#### EXERCISE REQUIREMENTS:
a) Return the part of the Englewood electrical service passage between "A service that can't" and "the load calculation.", inclusive.
b) According to the Englewood electrical service passage, what size of electrical service did a lot of Englewood homes start on?

#### SELECTED PASSAGE:
Why Englewood homeowners call an electrician
Englewood is one of the metro's oldest and most compact suburbs, built out early and almost entirely after the war. The neighborhoods are modest: small single-story ranches, brick bungalows, and early bi-levels on small lots, most of them from the 1950s and '60s. The trait that sets the city apart is how small the original electrical service was. A lot of these homes started on 60-amp service, and most of the rest on something between 60 and 100 amps. That was plenty for a home in 1958. It isn't plenty now. So the service upgrade that's an occasional project in newer parts of the metro is the baseline here. A modest Englewood home almost always needs more service than it was born with, and the same aging stock often carries the panel and wiring it was built with.
A service that can't carry a new load
This is the project that brings the most Englewood homeowners to us, and it usually starts the same way. You buy an EV, get a quote for a heat pump or an induction range, or plan a finished basement or an addition. Then you find out the existing service can't take the new electrical load. The gap is wide here because the starting point is so low. A 60-amp service was never sized for any of this, and even an original 100-amp service runs short fast once a modern home stacks loads onto it. An open breaker slot looks like spare room, but an empty slot isn't spare power. Whether a new load fits under your current service, or whether you need to upgrade to a larger service, commonly 200 amps, depends on everything the home already draws. We work that out by looking at your actual service and running the load calculation.
A Level 2 EV charger runs as a continuous load, so it has to be sized above its running draw. On an original 60-to-100-amp service, that commonly pushes a modest Englewood home toward a service change. Heat pumps and induction ranges add substantial continuous load too. An added second unit pushes it further still, landing like another household on an already-small service. Each of these is just one more modern load landing on a service that was small to begin with.

[Position identification records]

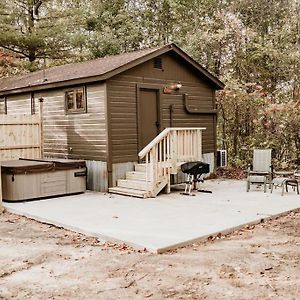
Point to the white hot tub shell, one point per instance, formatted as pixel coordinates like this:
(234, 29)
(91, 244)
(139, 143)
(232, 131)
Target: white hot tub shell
(34, 179)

#### EXPECTED RESPONSES:
a)
A service that can't carry a new load
This is the project that brings the most Englewood homeowners to us, and it usually starts the same way. You buy an EV, get a quote for a heat pump or an induction range, or plan a finished basement or an addition. Then you find out the existing service can't take the new electrical load. The gap is wide here because the starting point is so low. A 60-amp service was never sized for any of this, and even an original 100-amp service runs short fast once a modern home stacks loads onto it. An open breaker slot looks like spare room, but an empty slot isn't spare power. Whether a new load fits under your current service, or whether you need to upgrade to a larger service, commonly 200 amps, depends on everything the home already draws. We work that out by looking at your actual service and running the load calculation.

b) A lot of Englewood homes started on 60-amp service.